What to work on:
(1) Decide whether each statement below agrees with the passage on infectious disease research: (a) when Dr Ustianowski began working with HIV patients, they had to take large numbers of drugs; (b) current treatments for hepatitis C cure about half of those treated; (c) the unit at North Manchester has recruited more than 5,600 patients since 2013-14. For each, answer yes or no and quote the words of the passage that decide it.
(2) Reproduce word for word the part of the passage on infectious disease research from "Dr Ustianowski also" up to and including "not just controllable.".

Thirty years of research into HIV has revolutionised treatments and made a huge difference to patients’ lives.
Even in the 12 years that Infectious Diseases Consultant Andrew Ustianowski has been working with HIV patients, there have been huge changes. When he started out, patients had to take large numbers of drugs, treatments were poorly tolerated and death rates high. Now in 2017, people diagnosed with HIV can look forward to a normal life span with simple to take and effective treatments.
“I want to retire with medicine in a better place, with more effective and better treatments, with healthier and happier patients – and it is research that will get us there,” he said.
Dr Ustianowski also leads research into hepatitis B and C, serious liver conditions caused by viruses. In the last few years research his team has participated in has allowed the development of simple treatments that cure more than 95 per cent of those with hepatitis C – a few years ago the treatments were toxic and only worked in around 50 per cent of cases. Pennine Acute NHS Hospital Trust is currently involved in Phase I (first in man) and Phase II studies into new drugs for hepatitis B and he’s hopeful that in time new therapies being tested now could mean that hepatitis B is curable, not just controllable.
Altogether, since 2013-14, the Infectious Disease Research Unit at North Manchester has recruited more than 5,600 patients to a total of 140 studies into HIV, hepatitis and other infectious conditions, both academic studies and those supported by pharmaceutical companies.

Provided data:

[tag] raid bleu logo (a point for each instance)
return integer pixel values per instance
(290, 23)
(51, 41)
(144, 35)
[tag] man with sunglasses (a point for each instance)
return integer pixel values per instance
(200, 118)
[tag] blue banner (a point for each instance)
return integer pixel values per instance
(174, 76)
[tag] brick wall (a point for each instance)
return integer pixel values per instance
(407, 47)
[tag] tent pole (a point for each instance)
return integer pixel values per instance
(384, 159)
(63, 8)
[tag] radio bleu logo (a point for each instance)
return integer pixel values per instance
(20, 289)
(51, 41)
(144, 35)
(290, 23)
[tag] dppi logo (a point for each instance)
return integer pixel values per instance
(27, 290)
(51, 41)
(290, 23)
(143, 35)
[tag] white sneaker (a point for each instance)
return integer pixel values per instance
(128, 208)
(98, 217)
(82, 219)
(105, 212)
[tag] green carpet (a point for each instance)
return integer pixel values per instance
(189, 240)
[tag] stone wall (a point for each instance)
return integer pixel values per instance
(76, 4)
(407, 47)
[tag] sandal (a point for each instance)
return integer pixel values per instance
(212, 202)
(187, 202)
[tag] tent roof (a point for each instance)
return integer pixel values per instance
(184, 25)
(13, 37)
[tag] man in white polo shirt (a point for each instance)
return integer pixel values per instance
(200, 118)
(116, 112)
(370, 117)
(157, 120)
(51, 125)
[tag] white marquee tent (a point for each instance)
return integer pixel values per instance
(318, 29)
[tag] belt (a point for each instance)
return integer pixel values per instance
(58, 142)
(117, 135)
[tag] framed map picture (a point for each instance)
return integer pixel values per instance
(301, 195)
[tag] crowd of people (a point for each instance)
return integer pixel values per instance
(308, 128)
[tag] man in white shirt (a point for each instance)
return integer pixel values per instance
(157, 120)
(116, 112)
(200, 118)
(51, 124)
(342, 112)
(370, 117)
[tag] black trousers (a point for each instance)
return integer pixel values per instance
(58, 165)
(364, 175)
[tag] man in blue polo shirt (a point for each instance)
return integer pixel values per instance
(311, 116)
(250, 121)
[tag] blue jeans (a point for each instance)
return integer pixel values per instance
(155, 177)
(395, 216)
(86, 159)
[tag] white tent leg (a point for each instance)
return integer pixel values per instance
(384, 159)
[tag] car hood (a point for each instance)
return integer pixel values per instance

Expected results:
(1)
(a) Yes: "When he started out, patients had to take large numbers of drugs"
(b) No: "simple treatments that cure more than 95 per cent of those with hepatitis C"
(c) Yes: "since 2013-14, the Infectious Disease Research Unit at North Manchester has recruited more than 5,600 patients"

(2)
Dr Ustianowski also leads research into hepatitis B and C, serious liver conditions caused by viruses. In the last few years research his team has participated in has allowed the development of simple treatments that cure more than 95 per cent of those with hepatitis C – a few years ago the treatments were toxic and only worked in around 50 per cent of cases. Pennine Acute NHS Hospital Trust is currently involved in Phase I (first in man) and Phase II studies into new drugs for hepatitis B and he’s hopeful that in time new therapies being tested now could mean that hepatitis B is curable, not just controllable.